──────── DATA EXCERPTS ────────
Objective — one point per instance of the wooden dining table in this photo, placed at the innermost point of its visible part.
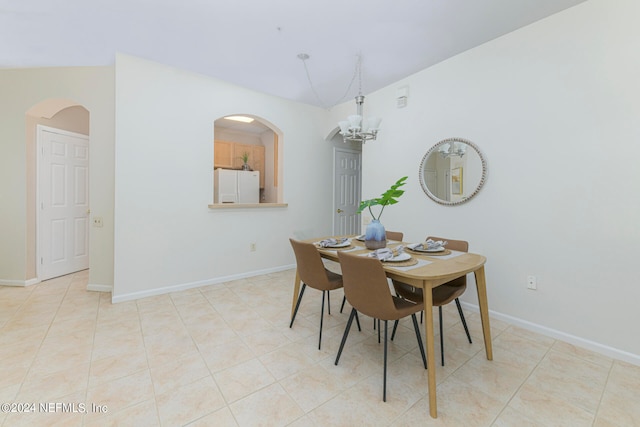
(431, 271)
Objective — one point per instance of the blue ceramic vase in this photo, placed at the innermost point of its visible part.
(375, 237)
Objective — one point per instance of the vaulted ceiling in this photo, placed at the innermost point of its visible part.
(255, 43)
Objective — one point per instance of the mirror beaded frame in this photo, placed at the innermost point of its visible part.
(435, 149)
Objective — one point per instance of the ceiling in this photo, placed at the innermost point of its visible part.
(255, 43)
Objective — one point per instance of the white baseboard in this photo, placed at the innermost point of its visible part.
(19, 282)
(99, 288)
(605, 350)
(197, 284)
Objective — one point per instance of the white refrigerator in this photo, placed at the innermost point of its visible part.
(234, 186)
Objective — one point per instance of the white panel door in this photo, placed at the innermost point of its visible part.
(347, 190)
(63, 201)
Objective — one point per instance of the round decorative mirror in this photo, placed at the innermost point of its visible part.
(452, 171)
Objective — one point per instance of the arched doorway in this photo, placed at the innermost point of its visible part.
(68, 121)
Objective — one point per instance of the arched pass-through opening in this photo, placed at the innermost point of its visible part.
(245, 141)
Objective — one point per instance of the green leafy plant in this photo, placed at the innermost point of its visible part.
(389, 197)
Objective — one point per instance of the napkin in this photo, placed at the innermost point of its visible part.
(331, 242)
(429, 245)
(384, 254)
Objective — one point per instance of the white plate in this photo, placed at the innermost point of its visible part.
(402, 257)
(339, 245)
(440, 249)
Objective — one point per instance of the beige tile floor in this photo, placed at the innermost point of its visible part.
(224, 355)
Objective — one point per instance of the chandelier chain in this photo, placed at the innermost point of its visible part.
(356, 73)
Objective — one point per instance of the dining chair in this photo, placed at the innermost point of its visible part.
(314, 274)
(391, 235)
(367, 290)
(442, 295)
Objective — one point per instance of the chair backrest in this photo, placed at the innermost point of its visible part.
(310, 266)
(455, 245)
(394, 235)
(365, 286)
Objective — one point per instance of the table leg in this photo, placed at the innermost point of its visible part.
(481, 286)
(429, 341)
(296, 291)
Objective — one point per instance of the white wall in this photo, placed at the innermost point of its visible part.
(555, 108)
(21, 89)
(166, 238)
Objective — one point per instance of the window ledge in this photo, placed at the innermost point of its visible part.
(247, 205)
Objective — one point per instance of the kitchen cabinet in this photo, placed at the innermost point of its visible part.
(228, 155)
(223, 154)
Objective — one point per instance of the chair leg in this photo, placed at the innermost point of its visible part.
(441, 335)
(420, 346)
(395, 326)
(384, 383)
(353, 314)
(321, 317)
(464, 322)
(304, 285)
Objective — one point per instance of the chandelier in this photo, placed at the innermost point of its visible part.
(456, 149)
(356, 128)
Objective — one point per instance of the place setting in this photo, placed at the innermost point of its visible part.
(335, 243)
(393, 256)
(430, 247)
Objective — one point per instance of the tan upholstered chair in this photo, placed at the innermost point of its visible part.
(391, 235)
(442, 294)
(367, 290)
(314, 274)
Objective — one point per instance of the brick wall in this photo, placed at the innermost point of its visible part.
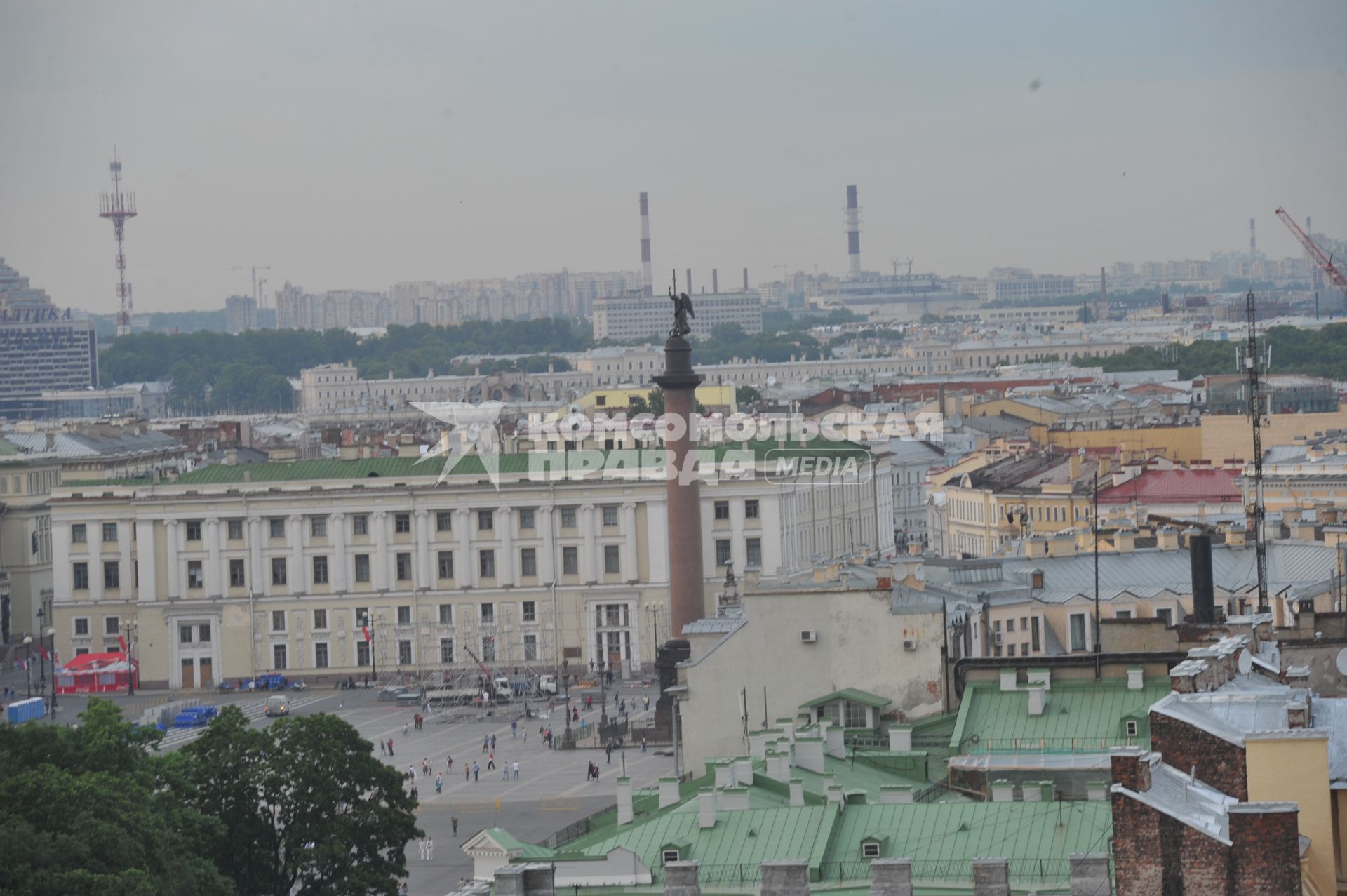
(1219, 763)
(1266, 852)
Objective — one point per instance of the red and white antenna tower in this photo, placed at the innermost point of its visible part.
(118, 206)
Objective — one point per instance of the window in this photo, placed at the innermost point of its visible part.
(1078, 631)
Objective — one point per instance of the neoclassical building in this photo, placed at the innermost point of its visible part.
(239, 570)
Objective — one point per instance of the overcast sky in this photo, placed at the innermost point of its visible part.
(356, 145)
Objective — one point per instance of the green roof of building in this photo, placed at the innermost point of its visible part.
(852, 695)
(1080, 716)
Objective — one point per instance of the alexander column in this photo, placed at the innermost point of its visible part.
(688, 601)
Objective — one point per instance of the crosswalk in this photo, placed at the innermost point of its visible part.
(253, 710)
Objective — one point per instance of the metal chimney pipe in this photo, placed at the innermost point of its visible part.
(645, 246)
(853, 231)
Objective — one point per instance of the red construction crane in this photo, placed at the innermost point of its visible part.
(1323, 262)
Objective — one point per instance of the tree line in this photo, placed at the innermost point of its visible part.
(92, 809)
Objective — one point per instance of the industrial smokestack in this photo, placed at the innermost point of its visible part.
(645, 246)
(853, 231)
(1203, 589)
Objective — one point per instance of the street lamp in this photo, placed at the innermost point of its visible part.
(27, 660)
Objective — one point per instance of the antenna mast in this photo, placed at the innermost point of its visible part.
(1256, 411)
(118, 206)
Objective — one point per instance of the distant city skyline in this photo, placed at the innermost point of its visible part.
(364, 145)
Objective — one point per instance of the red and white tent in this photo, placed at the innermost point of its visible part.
(98, 673)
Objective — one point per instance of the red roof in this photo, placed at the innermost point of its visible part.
(1177, 486)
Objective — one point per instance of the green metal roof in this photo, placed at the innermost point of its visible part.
(852, 695)
(1080, 716)
(963, 831)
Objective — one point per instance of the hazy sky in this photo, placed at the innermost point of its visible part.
(356, 145)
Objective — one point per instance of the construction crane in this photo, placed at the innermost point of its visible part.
(1256, 411)
(1322, 262)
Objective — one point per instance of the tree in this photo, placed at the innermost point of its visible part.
(306, 806)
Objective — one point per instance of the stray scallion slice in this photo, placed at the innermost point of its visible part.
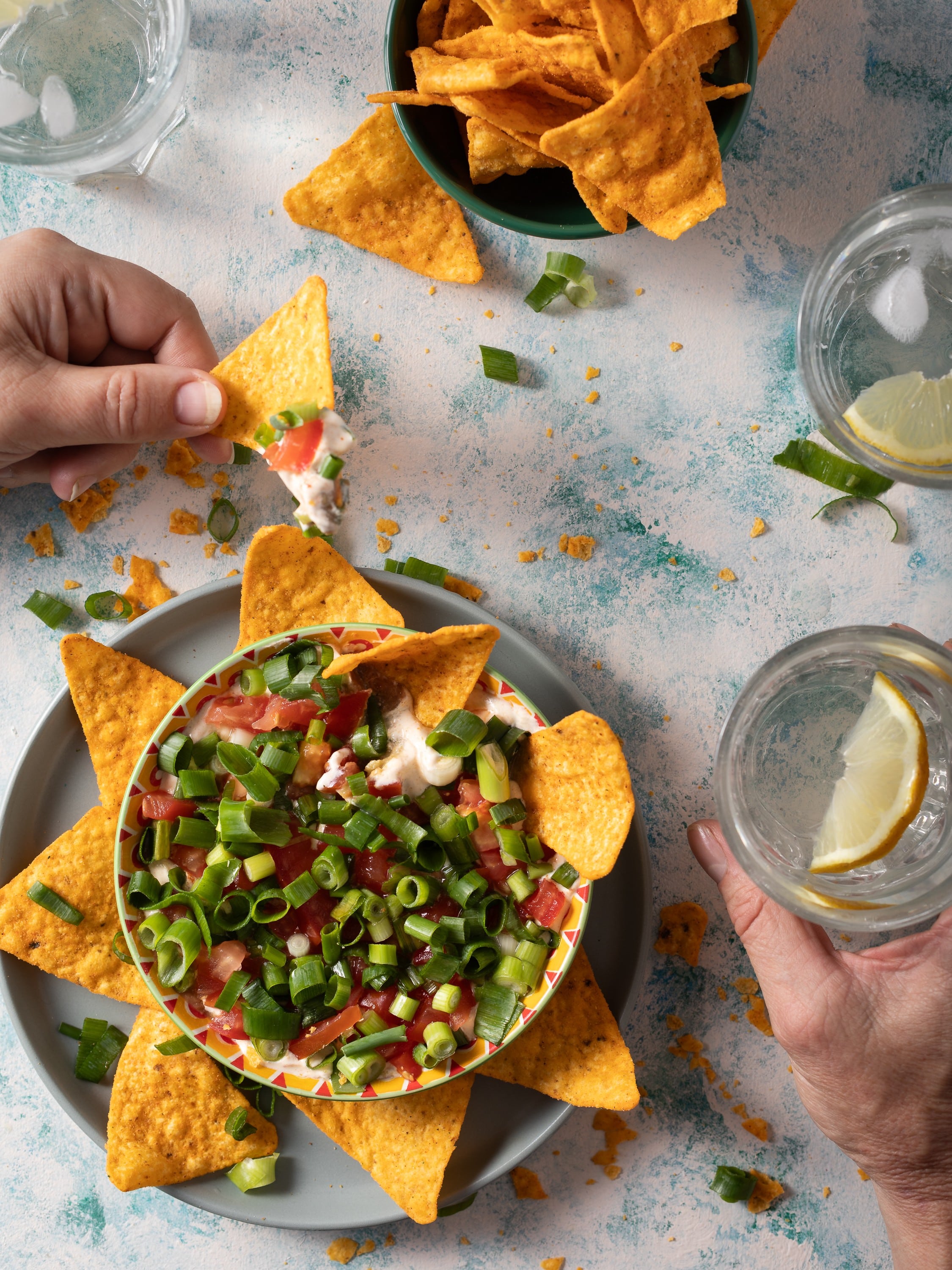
(499, 364)
(108, 606)
(733, 1184)
(54, 903)
(50, 610)
(250, 1174)
(224, 520)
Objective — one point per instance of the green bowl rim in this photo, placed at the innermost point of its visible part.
(521, 224)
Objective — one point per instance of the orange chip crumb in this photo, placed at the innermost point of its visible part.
(184, 522)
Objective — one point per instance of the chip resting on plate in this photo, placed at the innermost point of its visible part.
(286, 360)
(120, 703)
(374, 193)
(653, 149)
(577, 787)
(403, 1143)
(438, 670)
(291, 581)
(167, 1114)
(79, 868)
(573, 1051)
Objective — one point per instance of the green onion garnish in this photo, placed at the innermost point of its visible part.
(250, 1174)
(499, 364)
(733, 1184)
(54, 903)
(47, 609)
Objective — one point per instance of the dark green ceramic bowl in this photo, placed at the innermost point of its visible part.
(544, 202)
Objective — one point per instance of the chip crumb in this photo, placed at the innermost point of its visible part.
(527, 1184)
(343, 1250)
(41, 540)
(184, 522)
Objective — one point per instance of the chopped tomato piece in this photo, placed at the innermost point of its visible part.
(546, 906)
(164, 807)
(324, 1033)
(295, 451)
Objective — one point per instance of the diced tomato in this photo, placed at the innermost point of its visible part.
(324, 1033)
(285, 715)
(546, 906)
(296, 449)
(237, 712)
(344, 718)
(164, 807)
(230, 1025)
(371, 869)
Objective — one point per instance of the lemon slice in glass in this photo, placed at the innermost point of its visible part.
(907, 417)
(881, 790)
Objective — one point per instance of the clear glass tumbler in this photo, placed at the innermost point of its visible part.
(92, 87)
(842, 348)
(779, 760)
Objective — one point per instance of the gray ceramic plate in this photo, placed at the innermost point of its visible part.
(319, 1187)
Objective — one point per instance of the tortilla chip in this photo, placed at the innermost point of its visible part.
(79, 867)
(429, 22)
(681, 930)
(403, 1143)
(167, 1114)
(666, 18)
(610, 218)
(464, 17)
(438, 670)
(714, 92)
(120, 703)
(770, 17)
(286, 360)
(653, 148)
(577, 787)
(374, 193)
(622, 39)
(574, 1051)
(41, 540)
(292, 581)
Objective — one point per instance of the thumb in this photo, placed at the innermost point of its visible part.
(791, 958)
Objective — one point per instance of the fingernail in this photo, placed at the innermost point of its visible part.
(707, 851)
(198, 404)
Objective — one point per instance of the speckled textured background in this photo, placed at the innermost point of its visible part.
(852, 102)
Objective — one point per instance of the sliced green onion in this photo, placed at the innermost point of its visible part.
(54, 903)
(223, 520)
(50, 610)
(103, 606)
(733, 1184)
(457, 734)
(499, 364)
(249, 1174)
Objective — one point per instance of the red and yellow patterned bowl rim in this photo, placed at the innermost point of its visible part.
(146, 778)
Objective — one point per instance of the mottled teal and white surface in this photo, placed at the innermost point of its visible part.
(852, 102)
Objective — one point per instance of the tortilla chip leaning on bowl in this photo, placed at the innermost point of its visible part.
(167, 1114)
(79, 868)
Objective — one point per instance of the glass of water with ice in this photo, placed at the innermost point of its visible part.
(875, 337)
(91, 87)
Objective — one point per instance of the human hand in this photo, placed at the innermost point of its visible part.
(870, 1041)
(97, 356)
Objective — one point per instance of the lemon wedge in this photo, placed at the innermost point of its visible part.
(907, 417)
(881, 790)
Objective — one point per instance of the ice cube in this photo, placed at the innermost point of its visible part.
(899, 304)
(16, 103)
(56, 108)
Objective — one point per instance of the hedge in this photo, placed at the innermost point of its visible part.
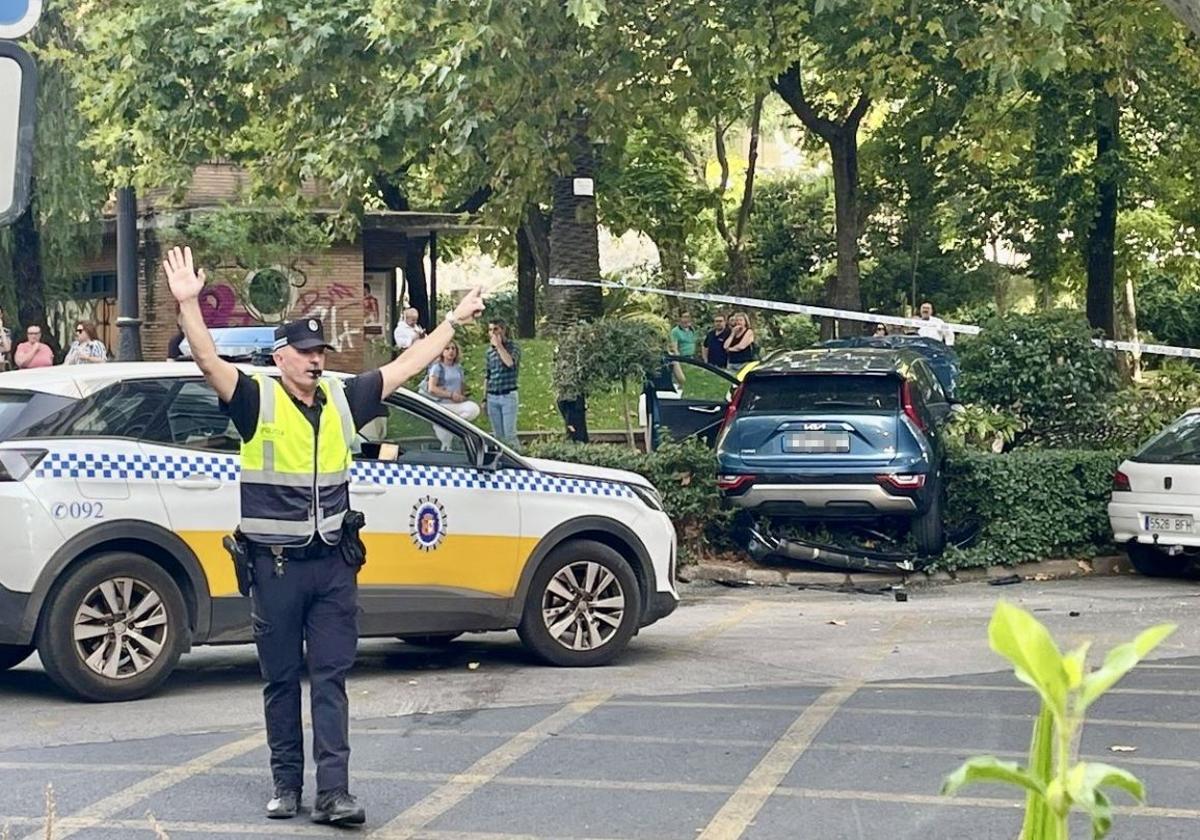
────────
** WORK TO DO **
Extract every line of the listing above that contains the word "construction".

** COMPLETED EXERCISE **
Objective — one point per instance of the red construction crane in this photo, placed at the innermost point of its visible part.
Objective — one point per instance of the construction crane in this photo, placed at the innermost point of its visible part.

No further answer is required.